Last night, I went with Brooklyn and Yellow to see a film that was part of the Sundance documentary series.
The Trials of Darryl Hunt was all about this guy who was convicted of a murder that he didn't commit. He spent 20 years in prison while his appeals were denied. Even after DNA testing showed that he wasn't responsible for the rape and murder of the lady wasn't enough to get him a new trial. Finally, they ended up finding the guy who had actually committed the crime, and they let Darryl out of prison.
It was a really interesting story. All along, nobody really had any evidence. People got so fired up because he was a black guy and she was a white woman that it became an emotional issue rather than a logical one.
The thing that really impressed me was that throughout it all, Darryl stayed really positive. When they asked him when he was first being tried if he was angry, he said that he wasn't. He said people make mistakes, and that was one of them. Pretty much all of the video clips of him showed him smiling and calm. He really made the best of his situation. He often talked about God watching out for him.
He's been out of prison for almost two years, now, and he isn't filing charges against anyone. He's moving on. He's serving other people.
In the discussion after the movie, the girl who made the film said that Darryl has started a program to help inmates succeed with the transition to life outside of prison. He has a 90 day? class that teaches people job skills, offers housing, etc, etc, and there have already been 35 or so people to complete it.
When someone asked her what we could do, she said that the best thing we could do would be to participate in prison literacy programs. I'm looking into those now.
I'm really glad that I went to see the movie; I think Darryl offered an amazing example of patience and optimism.

________________________________________

Task brief — List every person named in the account of the documentary screening, leaving out mentions of God. The material after this text isn't needed for anything here.

________________________________________

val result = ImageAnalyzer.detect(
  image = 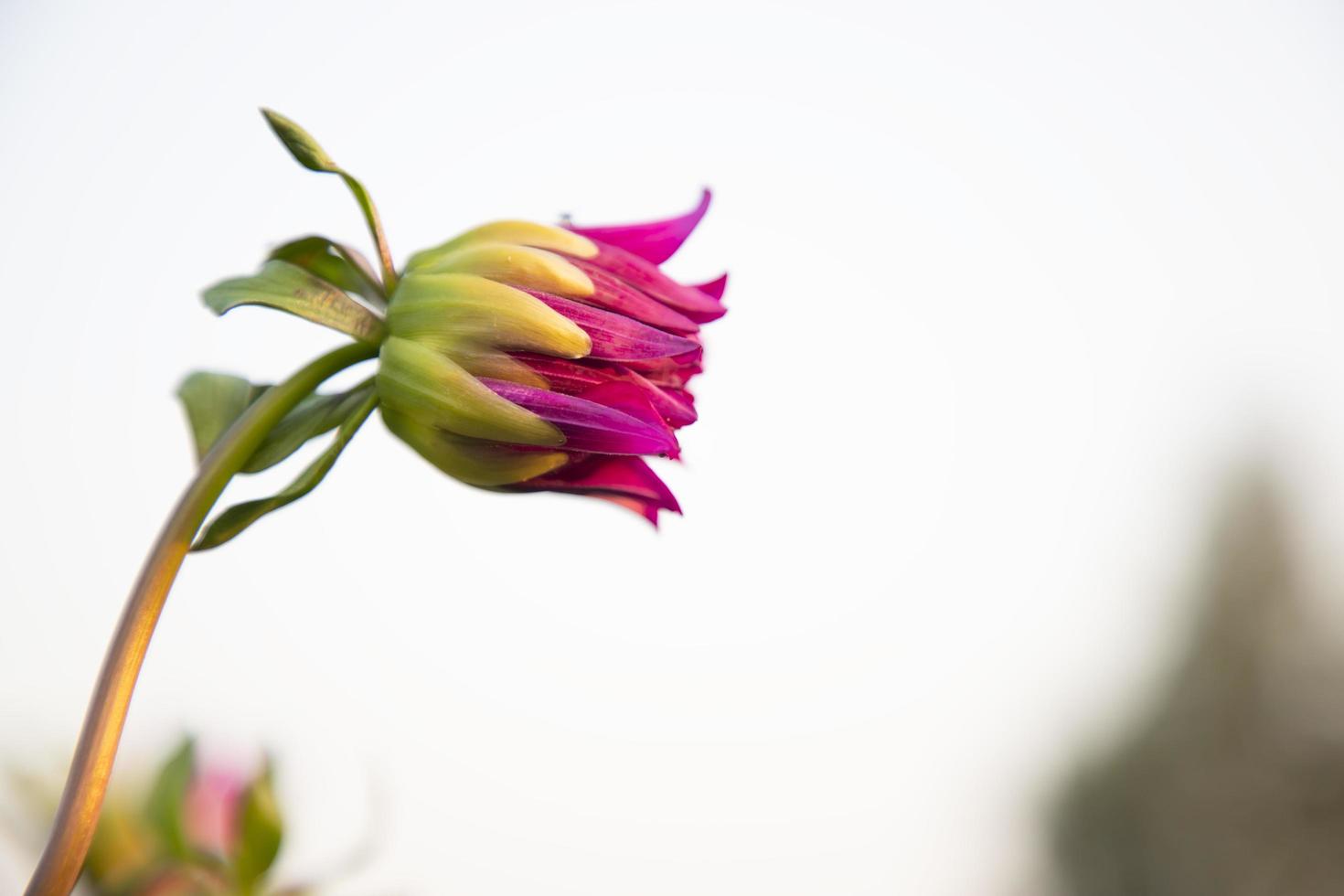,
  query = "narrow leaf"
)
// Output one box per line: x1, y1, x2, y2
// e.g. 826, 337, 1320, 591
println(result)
191, 391, 378, 550
203, 260, 384, 344
242, 380, 374, 473
270, 237, 387, 309
232, 763, 283, 893
177, 371, 266, 461
145, 738, 197, 859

________________________________________

Answer to the problem — Brooklyn, Yellow, and Darryl Hunt.